> [Work order]:
Answer these questions from the abstract on Harvey sarcoma viruses, one answer per line:
1. What cells were transfected with Harvey sarcoma virus DNA?
2. What virus was used to infect the delHSV-transformed cells?
3. How close to the RNA 5' end does the HSV transformation gene lie?

Generation of novel, biologically active Harvey sarcoma viruses via apparent illegitimate recombination

Abstract

NIH 3T3 cells transfected with Harvey sarcoma virus (HSV) DNA may acquire deleted proviruses (Goldfarb and Weinberg, J. Virol. 38:125-135, 1981). Such proviruses lack the right end of the wild-type HSV DNA genome corresponding to the 3'-proximal portion of the viral RNA. As expected, the RNA transcripts of these deleted HSV (delHSV) proviruses lacked sequences normally found at the 3' end of wild-type HSV RNA. Since frequently these delHSV RNA transcripts were longer than wild-type HSV RNA, we suggest that transcription proceeded through the deleted provirus and continued into flanking nonviral sequences. When delHSV-transformed cells were infected with Moloney murine leukemia virus (M-MLV), delHSV RNA was pseudotyped into new virus particles, demonstrating that the 3'-proximal sequences of wild-type HSV RNA are not essential for virion RNA encapsidation. Cells which carried a delHSV genome and were infected with M-MLV helper released very low titers of highly transmissible sarcoma virus. The inability to rescue high titers of sarcoma virus from these cells reflected the necessary presence of the deleted 3'-terminal sequences for normal efficient transmission of the sarcoma virus genome (Goldfarb and Weinberg, J. Virol. 38:125-135, 1981). The small amount of highly transmissible sarcoma virus rescuable from delHSV-transformed cells originated via genetic recombination between del HSV and the M-MLV helper used for the sarcoma virus rescue. The recombinant sarcoma virus genomes reacquired a competent 3' genomic end from the parental M-MLV genome, which restored efficient transmissibility. The locations of sites for recombination between the delHSV and M-MLV genomes appeared to be nonrandom. These sites were in genomic regions where the parental genomes bore no detectable sequence homology. Structural mapping of these recombinant sarcoma virus genomes indicated that the HSV transformation gene lies within 2.0 kilobases of the RNA 5' end. Based upon our genetic recombination studies, we suggest a model to explain how leukemia viruses can recombine with cellular sequences to generate novel defective viruses.

> [Supplied records]:
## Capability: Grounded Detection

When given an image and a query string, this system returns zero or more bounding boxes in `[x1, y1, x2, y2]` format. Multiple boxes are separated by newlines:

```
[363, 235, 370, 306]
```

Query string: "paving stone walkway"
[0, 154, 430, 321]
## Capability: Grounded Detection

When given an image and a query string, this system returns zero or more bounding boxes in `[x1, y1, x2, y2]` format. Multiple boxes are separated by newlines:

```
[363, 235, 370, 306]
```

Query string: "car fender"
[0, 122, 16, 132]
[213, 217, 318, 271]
...
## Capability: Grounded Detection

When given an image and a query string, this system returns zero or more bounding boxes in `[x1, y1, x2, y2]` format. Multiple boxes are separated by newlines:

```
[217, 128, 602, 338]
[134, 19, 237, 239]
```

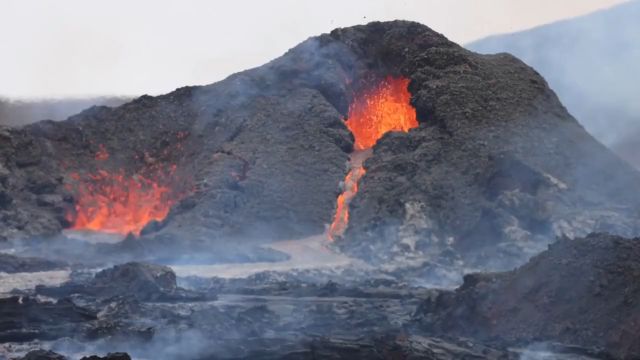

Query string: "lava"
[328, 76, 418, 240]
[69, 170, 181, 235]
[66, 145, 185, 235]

> [Output for this task]:
1. NIH 3T3 cells
2. Moloney murine leukemia virus (M-MLV)
3. Within 2.0 kilobases